Copy out all of the material below word for word, leaving nothing out and changing nothing.
—————
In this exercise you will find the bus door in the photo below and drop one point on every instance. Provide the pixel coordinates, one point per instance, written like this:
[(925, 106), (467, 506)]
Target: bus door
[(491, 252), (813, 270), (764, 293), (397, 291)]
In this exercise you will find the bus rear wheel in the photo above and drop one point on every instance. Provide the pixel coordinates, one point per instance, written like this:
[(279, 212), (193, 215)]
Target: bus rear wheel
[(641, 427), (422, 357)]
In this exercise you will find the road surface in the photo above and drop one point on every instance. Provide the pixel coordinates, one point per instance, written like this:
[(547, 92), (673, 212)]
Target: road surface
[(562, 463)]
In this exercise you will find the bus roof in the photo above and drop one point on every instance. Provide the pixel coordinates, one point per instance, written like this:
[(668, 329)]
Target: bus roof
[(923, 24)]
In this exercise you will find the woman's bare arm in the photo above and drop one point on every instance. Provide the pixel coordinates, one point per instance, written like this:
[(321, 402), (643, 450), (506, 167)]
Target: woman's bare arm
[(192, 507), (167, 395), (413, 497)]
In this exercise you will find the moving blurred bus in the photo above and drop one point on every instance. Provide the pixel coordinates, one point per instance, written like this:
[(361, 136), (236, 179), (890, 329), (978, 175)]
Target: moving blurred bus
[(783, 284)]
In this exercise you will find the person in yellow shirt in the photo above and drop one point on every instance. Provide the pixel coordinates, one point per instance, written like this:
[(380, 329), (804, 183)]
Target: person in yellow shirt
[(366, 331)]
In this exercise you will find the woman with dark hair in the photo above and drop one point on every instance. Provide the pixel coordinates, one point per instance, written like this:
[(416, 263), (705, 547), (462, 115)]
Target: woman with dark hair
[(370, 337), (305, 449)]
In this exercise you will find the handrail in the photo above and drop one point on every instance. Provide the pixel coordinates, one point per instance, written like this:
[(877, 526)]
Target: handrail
—————
_Output of the exercise:_
In this exercise you will find the bus door in the photo below and drop one point on every instance. Provide the pixel coordinates, one point per instance, written like this:
[(925, 106), (467, 506)]
Target: bus door
[(491, 252), (813, 270), (764, 293), (397, 291)]
In this exercise you will find the bus rear wheel in the photo above and drop one point on every instance. Provide the pixel coordinates, one point per instance, written like this:
[(279, 212), (193, 215)]
Target: bus rear wheel
[(641, 427), (422, 357)]
In this exercise you will find the road surface in the photo above and drop one point on every instance. Provide the pixel coordinates, one point per instance, written like this:
[(547, 92), (673, 212)]
Target: road surface
[(562, 463)]
In this exercise you will find the bus roof in the photo above and drop one point on every instance. Provide the pixel coordinates, one point per instance, written like this:
[(668, 329)]
Target: bus roof
[(923, 24)]
In this exercise you will find the woman's bare arm in the photo above and drop one point on every instance. Provide the pixel coordinates, one point per instance, written like this:
[(321, 402), (643, 450), (506, 167)]
Target: woman's bare arm
[(192, 507), (167, 395), (413, 497)]
In this exercise you will find the moving blurred bus in the photo above and drop one point on every instance. Provide the pixel coordinates, one point per instance, written like this:
[(361, 136), (236, 179), (890, 329), (978, 175)]
Target: moving blurred bus
[(783, 284)]
In this exercise you will find the person in yellow shirt in the photo above and drop one point on every instance. Provide the pixel coordinates, one point per instance, written like this:
[(380, 329), (804, 183)]
Target: person in yellow shirt
[(366, 331)]
In this exercise you will find the woman with dark hair in the photo above and drop one point on every instance. Provide the pixel coordinates, one point per instance, written like this:
[(416, 263), (705, 547), (462, 115)]
Target: woman with dark hair
[(370, 337), (305, 449)]
In this exercise you will find the handrail in the photo above and drop one point on every instance. Provide the pixel coordinates, one point per instance, written like this:
[(877, 526)]
Target: handrail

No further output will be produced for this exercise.